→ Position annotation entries

[START]

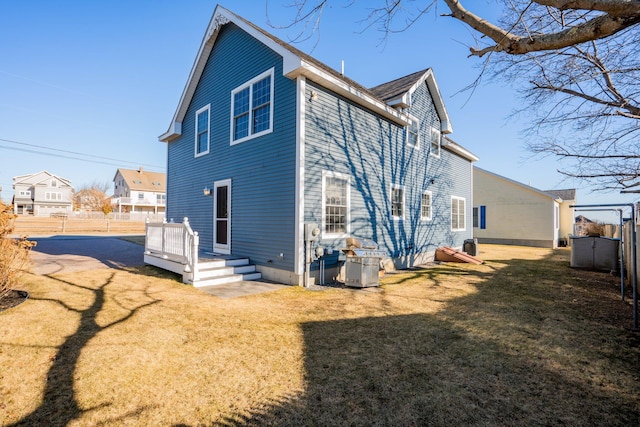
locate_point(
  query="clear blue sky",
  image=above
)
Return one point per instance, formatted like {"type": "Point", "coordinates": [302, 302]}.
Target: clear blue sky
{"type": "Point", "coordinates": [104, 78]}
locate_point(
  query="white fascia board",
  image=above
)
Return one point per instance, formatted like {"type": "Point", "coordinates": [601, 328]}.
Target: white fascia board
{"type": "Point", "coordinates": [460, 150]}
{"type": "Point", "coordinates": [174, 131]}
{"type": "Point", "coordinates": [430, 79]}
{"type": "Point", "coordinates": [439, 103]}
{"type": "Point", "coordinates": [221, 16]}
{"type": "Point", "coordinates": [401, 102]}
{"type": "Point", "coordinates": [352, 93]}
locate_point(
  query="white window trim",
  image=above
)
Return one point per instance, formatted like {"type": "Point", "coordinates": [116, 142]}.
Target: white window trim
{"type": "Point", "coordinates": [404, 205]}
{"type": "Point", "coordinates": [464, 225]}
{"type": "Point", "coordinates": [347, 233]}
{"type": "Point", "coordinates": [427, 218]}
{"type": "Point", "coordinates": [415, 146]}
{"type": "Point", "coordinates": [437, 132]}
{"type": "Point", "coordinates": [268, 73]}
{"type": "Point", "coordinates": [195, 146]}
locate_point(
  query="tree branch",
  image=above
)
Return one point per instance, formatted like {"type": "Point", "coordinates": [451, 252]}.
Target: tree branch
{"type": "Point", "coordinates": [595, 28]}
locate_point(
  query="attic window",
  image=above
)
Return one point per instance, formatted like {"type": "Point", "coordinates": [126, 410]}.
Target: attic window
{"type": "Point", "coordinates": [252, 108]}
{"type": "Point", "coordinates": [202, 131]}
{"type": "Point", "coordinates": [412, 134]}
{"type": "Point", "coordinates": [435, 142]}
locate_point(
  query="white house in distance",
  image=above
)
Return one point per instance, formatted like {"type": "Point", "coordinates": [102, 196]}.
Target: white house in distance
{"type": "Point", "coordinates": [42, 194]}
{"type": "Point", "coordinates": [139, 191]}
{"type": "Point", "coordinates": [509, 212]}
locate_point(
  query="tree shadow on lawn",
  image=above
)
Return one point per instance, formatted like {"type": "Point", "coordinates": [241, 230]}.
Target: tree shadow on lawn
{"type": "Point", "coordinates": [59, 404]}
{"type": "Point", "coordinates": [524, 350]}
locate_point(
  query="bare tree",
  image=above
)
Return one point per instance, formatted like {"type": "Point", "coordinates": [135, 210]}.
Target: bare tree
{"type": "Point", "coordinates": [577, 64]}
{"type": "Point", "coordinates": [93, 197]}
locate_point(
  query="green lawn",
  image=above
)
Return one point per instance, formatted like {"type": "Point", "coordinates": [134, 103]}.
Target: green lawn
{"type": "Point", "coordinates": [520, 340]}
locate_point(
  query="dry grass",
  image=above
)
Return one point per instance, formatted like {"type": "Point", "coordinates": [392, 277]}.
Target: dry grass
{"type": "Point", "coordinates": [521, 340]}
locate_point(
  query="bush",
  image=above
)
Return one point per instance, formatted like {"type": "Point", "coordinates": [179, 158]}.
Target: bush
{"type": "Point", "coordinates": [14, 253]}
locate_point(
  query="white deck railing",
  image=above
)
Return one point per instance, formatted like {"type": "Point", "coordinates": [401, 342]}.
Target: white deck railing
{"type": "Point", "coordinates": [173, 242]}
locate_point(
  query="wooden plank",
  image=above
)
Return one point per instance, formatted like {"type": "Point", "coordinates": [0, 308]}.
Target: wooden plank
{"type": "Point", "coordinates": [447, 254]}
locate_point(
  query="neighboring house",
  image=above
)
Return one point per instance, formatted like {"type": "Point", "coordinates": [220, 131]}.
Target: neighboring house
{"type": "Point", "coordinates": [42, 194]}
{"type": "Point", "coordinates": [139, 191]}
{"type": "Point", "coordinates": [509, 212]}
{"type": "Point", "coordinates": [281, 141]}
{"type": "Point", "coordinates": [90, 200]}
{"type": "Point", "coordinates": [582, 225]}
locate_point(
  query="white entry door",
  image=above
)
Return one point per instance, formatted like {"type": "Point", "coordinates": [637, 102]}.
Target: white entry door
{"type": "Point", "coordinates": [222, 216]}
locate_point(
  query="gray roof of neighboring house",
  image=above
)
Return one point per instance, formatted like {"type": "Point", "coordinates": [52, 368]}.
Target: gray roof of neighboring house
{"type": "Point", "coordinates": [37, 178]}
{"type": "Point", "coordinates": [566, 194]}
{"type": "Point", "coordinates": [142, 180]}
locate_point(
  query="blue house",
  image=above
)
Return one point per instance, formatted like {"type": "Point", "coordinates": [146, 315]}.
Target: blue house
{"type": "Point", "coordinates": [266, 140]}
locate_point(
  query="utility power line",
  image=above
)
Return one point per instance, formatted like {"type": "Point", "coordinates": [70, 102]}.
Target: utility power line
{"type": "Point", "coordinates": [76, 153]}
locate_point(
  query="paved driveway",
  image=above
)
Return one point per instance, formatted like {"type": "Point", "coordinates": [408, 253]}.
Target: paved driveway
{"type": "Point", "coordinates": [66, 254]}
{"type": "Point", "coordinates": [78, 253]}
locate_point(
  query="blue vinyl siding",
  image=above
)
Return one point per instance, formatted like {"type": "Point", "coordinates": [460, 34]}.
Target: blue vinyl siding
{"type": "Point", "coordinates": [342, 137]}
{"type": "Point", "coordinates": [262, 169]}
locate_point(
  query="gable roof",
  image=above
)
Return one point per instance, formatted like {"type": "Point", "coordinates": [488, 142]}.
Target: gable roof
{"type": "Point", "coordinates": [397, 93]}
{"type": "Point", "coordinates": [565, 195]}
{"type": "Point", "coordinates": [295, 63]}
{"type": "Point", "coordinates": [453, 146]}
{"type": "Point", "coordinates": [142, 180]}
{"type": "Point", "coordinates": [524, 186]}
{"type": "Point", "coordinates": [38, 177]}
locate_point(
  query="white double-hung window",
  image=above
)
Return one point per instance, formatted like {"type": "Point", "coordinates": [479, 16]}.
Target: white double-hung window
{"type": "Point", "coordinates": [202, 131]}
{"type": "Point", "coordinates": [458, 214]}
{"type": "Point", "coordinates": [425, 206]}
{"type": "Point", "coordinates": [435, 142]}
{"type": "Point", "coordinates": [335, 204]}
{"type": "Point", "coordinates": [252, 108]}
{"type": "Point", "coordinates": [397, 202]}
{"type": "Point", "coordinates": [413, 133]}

[END]

Please list each line of the entries above that contains the string "hung". Case counts.

→ Exercise response
  query="white double-hung window",
Target: white double-hung window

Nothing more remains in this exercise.